§ GOAL OF THE EXERCISE
Only the pictures are to be left out; set down the rest of the records exactly.

[start PROVIDED MATERIAL]

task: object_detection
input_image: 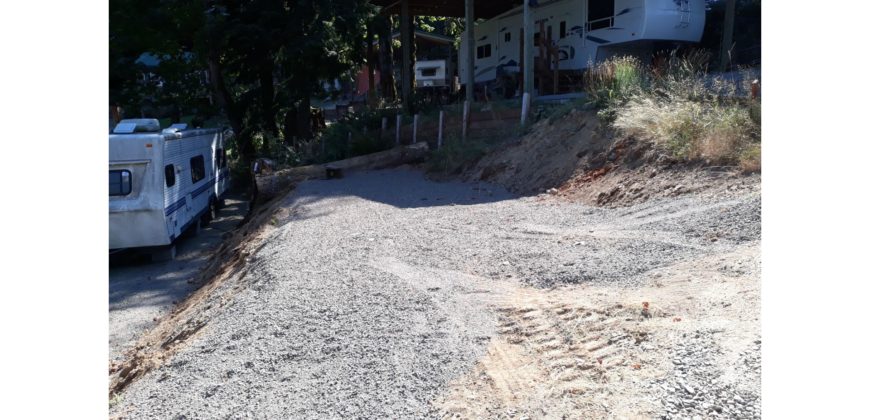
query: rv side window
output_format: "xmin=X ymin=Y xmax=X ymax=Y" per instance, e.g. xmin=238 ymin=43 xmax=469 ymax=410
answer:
xmin=163 ymin=165 xmax=175 ymax=187
xmin=190 ymin=155 xmax=205 ymax=184
xmin=477 ymin=44 xmax=492 ymax=58
xmin=109 ymin=169 xmax=133 ymax=196
xmin=587 ymin=0 xmax=616 ymax=31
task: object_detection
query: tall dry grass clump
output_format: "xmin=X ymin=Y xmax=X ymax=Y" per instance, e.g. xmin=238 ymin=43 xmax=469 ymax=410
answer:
xmin=586 ymin=53 xmax=761 ymax=171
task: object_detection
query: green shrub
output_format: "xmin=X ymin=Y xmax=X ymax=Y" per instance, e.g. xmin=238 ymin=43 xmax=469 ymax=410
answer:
xmin=600 ymin=53 xmax=761 ymax=170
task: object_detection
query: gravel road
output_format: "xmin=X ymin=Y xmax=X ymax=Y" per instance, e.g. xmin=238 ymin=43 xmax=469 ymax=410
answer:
xmin=111 ymin=169 xmax=761 ymax=419
xmin=109 ymin=197 xmax=248 ymax=361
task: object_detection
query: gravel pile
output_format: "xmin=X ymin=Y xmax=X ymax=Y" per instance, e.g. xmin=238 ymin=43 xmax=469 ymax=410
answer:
xmin=655 ymin=330 xmax=761 ymax=419
xmin=112 ymin=170 xmax=760 ymax=419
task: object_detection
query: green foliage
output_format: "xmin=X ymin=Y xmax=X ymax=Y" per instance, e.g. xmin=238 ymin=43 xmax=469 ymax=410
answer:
xmin=109 ymin=0 xmax=374 ymax=167
xmin=427 ymin=137 xmax=489 ymax=173
xmin=600 ymin=52 xmax=761 ymax=168
xmin=584 ymin=56 xmax=648 ymax=106
xmin=316 ymin=108 xmax=398 ymax=162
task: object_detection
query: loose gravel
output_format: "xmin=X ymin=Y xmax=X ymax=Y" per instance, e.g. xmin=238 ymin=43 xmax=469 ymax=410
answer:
xmin=111 ymin=169 xmax=760 ymax=419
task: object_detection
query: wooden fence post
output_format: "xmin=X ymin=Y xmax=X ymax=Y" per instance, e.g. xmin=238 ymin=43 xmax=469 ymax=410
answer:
xmin=462 ymin=101 xmax=471 ymax=140
xmin=396 ymin=114 xmax=402 ymax=146
xmin=438 ymin=110 xmax=444 ymax=149
xmin=520 ymin=92 xmax=531 ymax=126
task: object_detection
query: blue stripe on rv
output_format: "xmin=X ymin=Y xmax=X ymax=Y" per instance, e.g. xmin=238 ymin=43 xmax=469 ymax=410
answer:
xmin=163 ymin=197 xmax=187 ymax=216
xmin=191 ymin=178 xmax=214 ymax=198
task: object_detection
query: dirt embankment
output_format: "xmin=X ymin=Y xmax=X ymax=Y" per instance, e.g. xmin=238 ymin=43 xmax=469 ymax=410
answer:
xmin=463 ymin=110 xmax=753 ymax=207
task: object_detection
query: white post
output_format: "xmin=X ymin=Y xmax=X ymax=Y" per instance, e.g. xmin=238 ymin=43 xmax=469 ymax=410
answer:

[end PROVIDED MATERIAL]

§ SOLUTION
task: object_detection
input_image: 
query: rv side window
output_format: "xmin=X ymin=Y xmax=X ymax=Y" per instance, e.g. xmin=238 ymin=43 xmax=469 ymax=410
answer:
xmin=163 ymin=165 xmax=175 ymax=187
xmin=190 ymin=155 xmax=205 ymax=184
xmin=477 ymin=44 xmax=492 ymax=58
xmin=109 ymin=169 xmax=133 ymax=196
xmin=587 ymin=0 xmax=616 ymax=31
task: object_detection
query: tall dry grass clump
output_format: "xmin=X ymin=Y xmax=X ymax=Y" per instance, e.g. xmin=238 ymin=43 xmax=469 ymax=410
answer:
xmin=586 ymin=53 xmax=761 ymax=171
task: object_detection
query: green shrub
output_format: "xmin=X ymin=Y xmax=X ymax=Y" per instance, e.g. xmin=238 ymin=43 xmax=469 ymax=410
answer:
xmin=600 ymin=53 xmax=761 ymax=170
task: object_detection
query: gravel road
output_format: "xmin=X ymin=Y xmax=X ymax=Y" per instance, e.g. xmin=238 ymin=43 xmax=469 ymax=410
answer:
xmin=111 ymin=169 xmax=761 ymax=419
xmin=109 ymin=197 xmax=248 ymax=361
task: object_detection
query: gravel pile
output_format: "xmin=X ymin=Y xmax=X ymax=Y" per instance, e.g. xmin=238 ymin=43 xmax=469 ymax=410
answer:
xmin=655 ymin=330 xmax=761 ymax=419
xmin=112 ymin=170 xmax=760 ymax=419
task: object_detection
query: green foliage
output_format: "xmin=X ymin=Y xmax=X ymax=Y" per instance, e.g. xmin=238 ymin=43 xmax=469 ymax=410
answer:
xmin=109 ymin=0 xmax=374 ymax=167
xmin=427 ymin=137 xmax=489 ymax=173
xmin=600 ymin=52 xmax=761 ymax=168
xmin=584 ymin=56 xmax=648 ymax=106
xmin=316 ymin=108 xmax=398 ymax=162
task: object_detection
query: loose gravel
output_format: "xmin=X ymin=Y xmax=X ymax=Y" per instance, e.g. xmin=238 ymin=43 xmax=469 ymax=410
answer:
xmin=111 ymin=169 xmax=760 ymax=419
task: object_detection
query: wooden fence post
output_format: "xmin=X ymin=Y xmax=X ymax=Y" per instance, e.g. xmin=238 ymin=43 xmax=469 ymax=410
answer:
xmin=462 ymin=101 xmax=471 ymax=140
xmin=396 ymin=114 xmax=402 ymax=146
xmin=438 ymin=110 xmax=444 ymax=149
xmin=520 ymin=92 xmax=531 ymax=126
task: object_detection
query: blue stripe on rv
output_format: "xmin=X ymin=Y xmax=X ymax=Y" per instance, e.g. xmin=238 ymin=43 xmax=469 ymax=410
answer:
xmin=163 ymin=197 xmax=187 ymax=216
xmin=191 ymin=178 xmax=214 ymax=198
task: object_detection
query: dirt embankment
output_format: "xmin=X ymin=Y xmax=X ymax=Y" per instance, e.g. xmin=238 ymin=43 xmax=469 ymax=410
answer:
xmin=463 ymin=110 xmax=753 ymax=207
task: object_detection
query: white post
output_format: "xmin=X ymin=Y xmax=X ymax=Y" per instance, e.g. xmin=238 ymin=43 xmax=469 ymax=410
answer:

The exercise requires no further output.